Given problem: Reproduce the listing below word for word, everything from its very first line down to and including the line containing "column 203, row 28".

-- start of Given entries --

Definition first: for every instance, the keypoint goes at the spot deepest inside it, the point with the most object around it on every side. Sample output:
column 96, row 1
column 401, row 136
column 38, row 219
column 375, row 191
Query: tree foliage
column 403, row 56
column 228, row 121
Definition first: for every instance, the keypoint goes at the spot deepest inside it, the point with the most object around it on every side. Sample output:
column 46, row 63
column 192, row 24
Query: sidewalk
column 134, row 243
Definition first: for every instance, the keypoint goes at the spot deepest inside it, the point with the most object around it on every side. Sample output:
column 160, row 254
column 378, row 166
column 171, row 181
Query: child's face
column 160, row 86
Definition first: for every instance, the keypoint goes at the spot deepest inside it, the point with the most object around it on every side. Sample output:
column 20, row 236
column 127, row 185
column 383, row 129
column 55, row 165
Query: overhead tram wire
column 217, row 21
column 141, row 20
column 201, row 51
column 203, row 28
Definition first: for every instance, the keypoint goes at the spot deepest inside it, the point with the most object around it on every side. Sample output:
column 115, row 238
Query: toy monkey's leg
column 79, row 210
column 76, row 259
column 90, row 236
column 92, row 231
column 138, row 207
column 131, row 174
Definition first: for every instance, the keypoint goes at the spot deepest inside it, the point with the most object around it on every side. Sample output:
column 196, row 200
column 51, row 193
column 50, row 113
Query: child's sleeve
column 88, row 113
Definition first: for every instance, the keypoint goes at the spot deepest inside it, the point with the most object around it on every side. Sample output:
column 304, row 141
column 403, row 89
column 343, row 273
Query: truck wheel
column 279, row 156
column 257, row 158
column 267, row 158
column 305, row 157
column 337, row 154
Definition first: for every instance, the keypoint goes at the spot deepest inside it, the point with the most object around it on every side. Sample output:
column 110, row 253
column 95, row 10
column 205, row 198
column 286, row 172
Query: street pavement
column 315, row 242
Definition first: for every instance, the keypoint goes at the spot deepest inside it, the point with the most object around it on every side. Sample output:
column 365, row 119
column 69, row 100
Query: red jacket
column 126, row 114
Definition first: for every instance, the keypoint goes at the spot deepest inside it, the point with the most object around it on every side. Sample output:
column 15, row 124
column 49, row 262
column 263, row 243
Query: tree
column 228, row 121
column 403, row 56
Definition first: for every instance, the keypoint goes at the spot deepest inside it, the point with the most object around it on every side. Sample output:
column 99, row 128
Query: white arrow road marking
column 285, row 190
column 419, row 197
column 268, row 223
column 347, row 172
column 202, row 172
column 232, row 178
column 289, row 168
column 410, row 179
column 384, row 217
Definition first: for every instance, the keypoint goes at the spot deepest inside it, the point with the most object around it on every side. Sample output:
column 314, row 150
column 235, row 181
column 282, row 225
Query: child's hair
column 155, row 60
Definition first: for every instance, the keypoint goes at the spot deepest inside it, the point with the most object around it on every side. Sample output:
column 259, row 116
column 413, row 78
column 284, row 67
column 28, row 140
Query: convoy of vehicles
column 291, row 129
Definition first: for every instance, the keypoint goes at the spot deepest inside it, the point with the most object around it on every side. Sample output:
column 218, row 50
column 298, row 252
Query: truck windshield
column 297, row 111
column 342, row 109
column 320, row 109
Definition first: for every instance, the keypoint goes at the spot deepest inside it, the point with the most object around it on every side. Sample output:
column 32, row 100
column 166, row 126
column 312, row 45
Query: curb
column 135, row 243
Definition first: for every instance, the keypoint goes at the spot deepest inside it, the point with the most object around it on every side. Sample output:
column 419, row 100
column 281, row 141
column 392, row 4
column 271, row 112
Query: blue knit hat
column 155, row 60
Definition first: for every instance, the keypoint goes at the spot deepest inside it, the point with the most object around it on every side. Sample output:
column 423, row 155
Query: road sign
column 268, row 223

-- end of Given entries --

Result of this exercise:
Definition first: for every instance, the keypoint goes at the spot deepest inside it, the point with the most object around it on every side. Sample output:
column 96, row 1
column 401, row 136
column 38, row 219
column 375, row 191
Query: tree foliage
column 403, row 56
column 228, row 121
Definition first: for every instance, the keypoint goes at the spot deepest inside it, the point with the most object around it on every side. Sample output:
column 46, row 63
column 192, row 24
Query: sidewalk
column 134, row 243
Definition first: for every instance, the keypoint goes at the spot deepest inside it, the point with the most object around it on every side. Sample output:
column 160, row 254
column 378, row 166
column 171, row 181
Query: child's face
column 160, row 86
Definition first: for every instance, the keypoint goes at the spot deepest inside it, the point with the most object around it on every side. Sample output:
column 20, row 236
column 127, row 185
column 383, row 129
column 55, row 165
Query: overhead tram wire
column 217, row 21
column 141, row 20
column 201, row 51
column 203, row 28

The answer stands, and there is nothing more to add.